Text excerpt:
Need help to query a non-normalized database

  • Hi!

    I need to create a report regarding the victims of crimes.

    I've joined all the tables I need.

    But, now I'm stumped and can't proceed.

    This is a commercial-off-the-shelf database, so I can't normalize it.

    I need to connect the LWCHRG.cnt field (numeric) to the LWNAMES.VictimOfCrime field.

    VictimOfCrime is a free-form text field that contains a series of numbers, separated by commas. There may be some embedded spaces as well.

    I need to create a row in the resultset for each victim-crime combo.

    (See attached sample data.)

    For VIctim#1 in the LWNAMES table, I need to create

    8 rows in the result set (crimes 3,4,6,8,10,12,14,15)

    For VIctim#2 in the LWNAMES table, I need to create

    7 rows in the result set (crimes 1,2,5,7,9,11,13)

    For VIctim#3 in the LWNAMES table, I need to create

    3 rows in the result set (crimes 1,5,2)

    Please help! Our software vendor doesn't have any "canned" reports that will give us what we need.

    So far, none of their TechSupport people have been able to help me.

  • Check out Jeff Moden's splitter to do this: http://www.sqlservercentral.com/articles/Tally+Table/72993/

    Jared
    CE - Microsoft

  • ckelly

    Where did you get the screen shots ? It doesn't look like SSMS

  • piotrka (3/8/2012)


    ckelly

    Where did you get the screen shots ? It doesn't look like SSMS

    Who said the OP is using SSMS? Could be any 1 of many 3rd party GUIs.

    Jared
    CE - Microsoft

  • Just for fun (and a little learning), I made it work with your example:

    SELECT lw.SomeCode, lw.Seq, lw.LWType, lw.Age,lw.Race,lw.Sex,

    SUBSTRING(','+lw.Crimes+',',N+1,CHARINDEX(',',','+lw.Crimes+',',N+1)-N-1) AS Value

    FROM SCRIDB.dbo.Tally t

    CROSS JOIN lwNames lw

    WHERE N < LEN(','+lw.Crimes+',')

    AND SUBSTRING(','+lw.Crimes+',',N,1) = ','

    ;

    You still need to create the Tally table, though. Just follow the instructions in Jeff's article.

    (Wow, Jeff, that was mind-boggling!)

    Pieter

  • this one loks so interesting, but I'm not able to take the time to convert the data in the screenshots into tables myself.

    can you post a few sample rows of data fromt hose two tables?

    from there it's be really easy to prove my theoretical query works;

    here's my first guess:

    SELECT

    LWNAMES.*,

    mySplitData.*,

    LWCHRG.*

    FROM LWNAMES

    CROSS APPLY dbo.DelimitedSplit8K(LWNAMES.[Victim of Crime],',') mySplitData

    LEFT OUTER JOIN LWCHRG

    ON mySplitData.Item = LWCHRG.CNT

    Lowell


    --help us help you! If you post a question, make sure you include a CREATE TABLE... statement and INSERT INTO... statement into that table to give the volunteers here representative data. with your description of the problem, we can provide a tested, verifiable solution to your question! asking the question the right way gets you a tested answer the fastest way possible!

Data supplied:
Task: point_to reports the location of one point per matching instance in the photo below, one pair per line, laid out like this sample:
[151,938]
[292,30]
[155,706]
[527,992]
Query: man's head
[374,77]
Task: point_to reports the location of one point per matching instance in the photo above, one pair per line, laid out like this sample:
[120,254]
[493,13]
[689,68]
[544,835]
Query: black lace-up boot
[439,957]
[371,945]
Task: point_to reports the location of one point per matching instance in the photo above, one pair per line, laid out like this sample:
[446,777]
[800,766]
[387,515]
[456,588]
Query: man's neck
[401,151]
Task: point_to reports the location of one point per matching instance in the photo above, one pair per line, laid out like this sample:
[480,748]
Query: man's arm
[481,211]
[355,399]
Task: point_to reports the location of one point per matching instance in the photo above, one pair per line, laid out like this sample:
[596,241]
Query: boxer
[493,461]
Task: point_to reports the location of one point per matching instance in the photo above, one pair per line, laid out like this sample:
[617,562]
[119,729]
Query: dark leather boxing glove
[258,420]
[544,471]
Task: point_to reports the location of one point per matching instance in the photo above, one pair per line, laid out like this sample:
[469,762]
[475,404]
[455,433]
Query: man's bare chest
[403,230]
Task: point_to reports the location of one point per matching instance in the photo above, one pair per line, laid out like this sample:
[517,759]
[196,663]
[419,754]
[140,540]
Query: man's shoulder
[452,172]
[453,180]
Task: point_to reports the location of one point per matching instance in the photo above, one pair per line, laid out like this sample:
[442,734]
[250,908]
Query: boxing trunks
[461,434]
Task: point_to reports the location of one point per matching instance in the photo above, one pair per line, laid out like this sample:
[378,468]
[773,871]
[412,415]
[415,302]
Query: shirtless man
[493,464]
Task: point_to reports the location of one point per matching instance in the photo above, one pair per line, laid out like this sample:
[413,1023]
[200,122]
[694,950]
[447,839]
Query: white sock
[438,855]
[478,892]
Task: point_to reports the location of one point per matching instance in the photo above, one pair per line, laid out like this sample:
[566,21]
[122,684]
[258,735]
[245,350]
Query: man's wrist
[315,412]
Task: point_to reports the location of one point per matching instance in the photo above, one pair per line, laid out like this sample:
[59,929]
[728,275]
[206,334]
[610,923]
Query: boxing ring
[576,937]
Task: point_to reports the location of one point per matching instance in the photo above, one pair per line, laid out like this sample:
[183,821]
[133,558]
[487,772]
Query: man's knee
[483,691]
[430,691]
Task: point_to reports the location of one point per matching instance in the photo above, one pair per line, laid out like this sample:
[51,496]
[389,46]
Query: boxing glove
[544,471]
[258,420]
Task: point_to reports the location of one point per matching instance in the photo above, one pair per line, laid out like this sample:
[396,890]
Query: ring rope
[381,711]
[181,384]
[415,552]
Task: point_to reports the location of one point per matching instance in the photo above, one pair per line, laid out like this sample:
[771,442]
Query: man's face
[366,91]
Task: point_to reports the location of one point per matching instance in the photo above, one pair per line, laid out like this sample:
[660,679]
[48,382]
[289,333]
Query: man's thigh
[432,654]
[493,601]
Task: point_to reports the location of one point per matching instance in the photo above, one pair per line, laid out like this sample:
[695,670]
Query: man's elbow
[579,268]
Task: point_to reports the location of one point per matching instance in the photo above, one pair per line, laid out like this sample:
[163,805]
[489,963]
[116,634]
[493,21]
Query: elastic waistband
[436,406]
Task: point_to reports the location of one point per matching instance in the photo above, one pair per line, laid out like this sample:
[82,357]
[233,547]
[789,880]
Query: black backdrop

Required work:
**A.** In the forum thread about querying a non-normalized database, swap "report" for "summary" and write out the passage that begins at the words "Need help to" and stops after "tables I need.".
**B.** Tally the lines of the records that contain the string "black", and give only that number.

Answers provided:
**A.**
Need help to query a non-normalized database

  • Hi!

    I need to create a summary regarding the victims of crimes.

    I've joined all the tables I need.

**B.** 2